Please extract the lines of the listing below that start with the line containing "the form [204,168]." and go on through the end of the listing, both ends included, and reproduce them word for word.

##### RECORDS FOR THE EXERCISE

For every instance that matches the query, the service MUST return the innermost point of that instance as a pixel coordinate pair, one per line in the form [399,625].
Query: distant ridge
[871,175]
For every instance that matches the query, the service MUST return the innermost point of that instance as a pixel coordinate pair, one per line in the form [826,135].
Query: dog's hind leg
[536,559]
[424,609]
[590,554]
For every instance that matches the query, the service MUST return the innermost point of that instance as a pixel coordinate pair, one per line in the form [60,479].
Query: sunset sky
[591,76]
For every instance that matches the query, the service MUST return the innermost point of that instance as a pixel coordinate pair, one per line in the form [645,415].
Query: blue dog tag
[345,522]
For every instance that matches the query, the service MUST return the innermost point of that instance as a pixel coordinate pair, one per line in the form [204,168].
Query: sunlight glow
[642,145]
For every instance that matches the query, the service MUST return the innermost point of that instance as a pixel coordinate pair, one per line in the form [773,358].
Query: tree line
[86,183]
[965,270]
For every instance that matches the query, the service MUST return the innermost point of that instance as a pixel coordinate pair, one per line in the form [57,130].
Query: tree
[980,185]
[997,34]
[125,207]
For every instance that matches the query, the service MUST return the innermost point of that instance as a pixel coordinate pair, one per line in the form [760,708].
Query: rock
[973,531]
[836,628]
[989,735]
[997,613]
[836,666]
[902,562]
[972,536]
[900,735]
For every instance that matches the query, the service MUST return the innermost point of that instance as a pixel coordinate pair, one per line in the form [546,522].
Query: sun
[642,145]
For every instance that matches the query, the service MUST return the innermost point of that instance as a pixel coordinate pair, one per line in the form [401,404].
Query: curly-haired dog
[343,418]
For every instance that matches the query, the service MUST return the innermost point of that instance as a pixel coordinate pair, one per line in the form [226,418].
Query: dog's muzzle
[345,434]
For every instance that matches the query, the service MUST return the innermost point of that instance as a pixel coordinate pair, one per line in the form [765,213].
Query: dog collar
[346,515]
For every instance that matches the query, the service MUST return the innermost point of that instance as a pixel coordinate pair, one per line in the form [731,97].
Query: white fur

##########

RESPONSE TO THE TASK:
For every instance that matches the query, the service MUST return the innermost point of that instance as a pixel coordinate pair, one per line in the form [204,168].
Query: sunlight glow
[642,145]
For every instance that matches the query, the service MUST return the innermost point of that instance as a pixel coordinate pair, one per line in the form [773,358].
Query: tree line
[86,183]
[965,270]
For every instance that matches the query, the service MUST return the innermost point of that instance as a pixel coordinate pair, one per line in the form [57,130].
Query: tree
[980,185]
[997,34]
[125,207]
For every instance that matches the query, the service MUST return the innermost point of that instance as a pixel coordinate pair, one per line in the form [760,708].
Query: rock
[973,531]
[836,628]
[989,735]
[997,613]
[836,666]
[902,562]
[972,536]
[900,735]
For every instance that matches the query, the service MUST return the innermost point of that instance as a pixel coordinate pair, one per line in the form [546,522].
Query: sun
[642,145]
For every instance that matches the query, the service MUST return the innermost point of that instance as a pixel coordinate pair, one per line in the form [401,404].
Query: curly-haired dog
[343,418]
For every instance that matches the query, the service MUST return the innermost point of that instance as a pixel coordinate pair, one per line in the form [226,418].
Query: dog's muzzle
[345,434]
For every instance that matches the query, the service MUST return the innermost point of that instance as a pixel coordinate pair, one per line in the form [765,213].
Query: dog collar
[346,515]
For every instance that matches the query, the service MUST return the innermost point of that instance as a pixel coordinate pair, one per line in the form [731,97].
Query: white fur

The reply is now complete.